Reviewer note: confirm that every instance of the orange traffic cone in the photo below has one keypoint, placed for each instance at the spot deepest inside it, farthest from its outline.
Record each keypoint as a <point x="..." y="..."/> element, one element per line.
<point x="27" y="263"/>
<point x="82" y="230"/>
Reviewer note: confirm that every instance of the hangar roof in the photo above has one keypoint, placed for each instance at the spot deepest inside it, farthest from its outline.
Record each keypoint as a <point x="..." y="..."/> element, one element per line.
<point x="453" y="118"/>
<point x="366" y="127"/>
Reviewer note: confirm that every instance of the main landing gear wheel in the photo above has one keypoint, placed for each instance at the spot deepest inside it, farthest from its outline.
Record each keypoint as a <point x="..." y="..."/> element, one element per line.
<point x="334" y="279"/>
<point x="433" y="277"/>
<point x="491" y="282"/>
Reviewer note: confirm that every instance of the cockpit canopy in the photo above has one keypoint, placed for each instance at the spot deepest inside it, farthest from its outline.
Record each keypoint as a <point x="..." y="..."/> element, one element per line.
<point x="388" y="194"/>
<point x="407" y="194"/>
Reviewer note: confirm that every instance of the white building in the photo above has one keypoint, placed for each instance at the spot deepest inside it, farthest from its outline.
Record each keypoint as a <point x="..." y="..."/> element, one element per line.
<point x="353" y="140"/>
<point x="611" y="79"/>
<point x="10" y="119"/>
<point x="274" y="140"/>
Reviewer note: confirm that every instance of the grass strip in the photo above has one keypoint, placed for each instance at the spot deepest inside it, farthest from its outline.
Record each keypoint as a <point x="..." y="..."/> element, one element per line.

==

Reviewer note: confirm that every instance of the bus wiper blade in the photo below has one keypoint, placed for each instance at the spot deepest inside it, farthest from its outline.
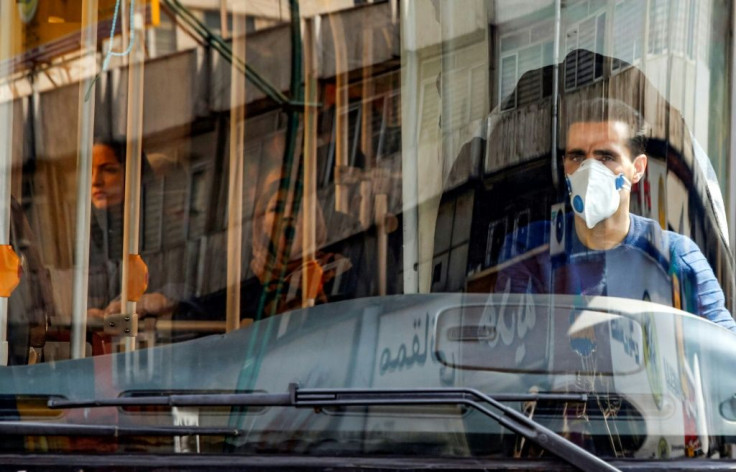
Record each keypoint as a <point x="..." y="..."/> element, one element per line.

---

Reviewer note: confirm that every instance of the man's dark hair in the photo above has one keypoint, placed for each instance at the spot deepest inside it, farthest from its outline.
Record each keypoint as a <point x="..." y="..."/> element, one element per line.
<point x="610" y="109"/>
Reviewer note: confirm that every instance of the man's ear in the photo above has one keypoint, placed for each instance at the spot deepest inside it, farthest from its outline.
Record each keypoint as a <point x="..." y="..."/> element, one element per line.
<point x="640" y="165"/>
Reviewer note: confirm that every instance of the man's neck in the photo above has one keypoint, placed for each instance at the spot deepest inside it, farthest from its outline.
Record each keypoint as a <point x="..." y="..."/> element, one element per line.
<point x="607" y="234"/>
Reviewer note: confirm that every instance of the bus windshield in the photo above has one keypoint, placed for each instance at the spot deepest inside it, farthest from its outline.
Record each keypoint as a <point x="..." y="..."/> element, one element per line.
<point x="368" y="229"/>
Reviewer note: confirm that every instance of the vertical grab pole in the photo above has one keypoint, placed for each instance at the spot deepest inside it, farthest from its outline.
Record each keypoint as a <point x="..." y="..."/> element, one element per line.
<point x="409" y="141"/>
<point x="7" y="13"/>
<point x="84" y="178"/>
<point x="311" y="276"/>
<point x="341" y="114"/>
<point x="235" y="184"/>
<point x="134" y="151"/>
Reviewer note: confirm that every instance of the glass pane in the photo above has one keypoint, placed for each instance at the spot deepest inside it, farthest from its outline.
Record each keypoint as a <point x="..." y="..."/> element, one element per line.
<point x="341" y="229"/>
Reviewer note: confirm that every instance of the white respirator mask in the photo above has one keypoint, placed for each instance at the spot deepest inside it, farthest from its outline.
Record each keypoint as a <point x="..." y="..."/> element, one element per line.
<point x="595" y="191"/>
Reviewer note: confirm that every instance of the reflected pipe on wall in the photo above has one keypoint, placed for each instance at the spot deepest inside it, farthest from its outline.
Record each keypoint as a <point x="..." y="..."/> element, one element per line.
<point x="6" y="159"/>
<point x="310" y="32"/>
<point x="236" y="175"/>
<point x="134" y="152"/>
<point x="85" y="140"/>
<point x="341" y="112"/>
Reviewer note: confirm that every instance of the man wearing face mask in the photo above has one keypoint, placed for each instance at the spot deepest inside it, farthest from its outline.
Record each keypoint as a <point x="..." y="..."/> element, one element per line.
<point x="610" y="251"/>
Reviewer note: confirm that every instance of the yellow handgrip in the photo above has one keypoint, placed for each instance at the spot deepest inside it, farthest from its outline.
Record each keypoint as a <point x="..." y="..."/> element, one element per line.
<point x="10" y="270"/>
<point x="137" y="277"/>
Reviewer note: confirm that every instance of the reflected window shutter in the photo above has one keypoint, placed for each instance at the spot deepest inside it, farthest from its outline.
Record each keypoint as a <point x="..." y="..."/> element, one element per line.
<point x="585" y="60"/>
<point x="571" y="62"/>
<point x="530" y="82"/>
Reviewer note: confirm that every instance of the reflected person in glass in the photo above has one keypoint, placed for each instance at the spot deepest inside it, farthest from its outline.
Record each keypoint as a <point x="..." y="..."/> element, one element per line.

Set task: Extract every line of the data above that contains the string "mask", matching case exactly.

The reply:
Reviewer note: confirm that every instance of the white respirator mask in the photo above has one keypoint, placed for each instance at the spot deepest inside it, farthest from its outline.
Reviewer note: confirm that every instance of the man wearing face mask in the photo above has one keypoint, placed for each instance at the spot deepest inside it, farthest from its outline.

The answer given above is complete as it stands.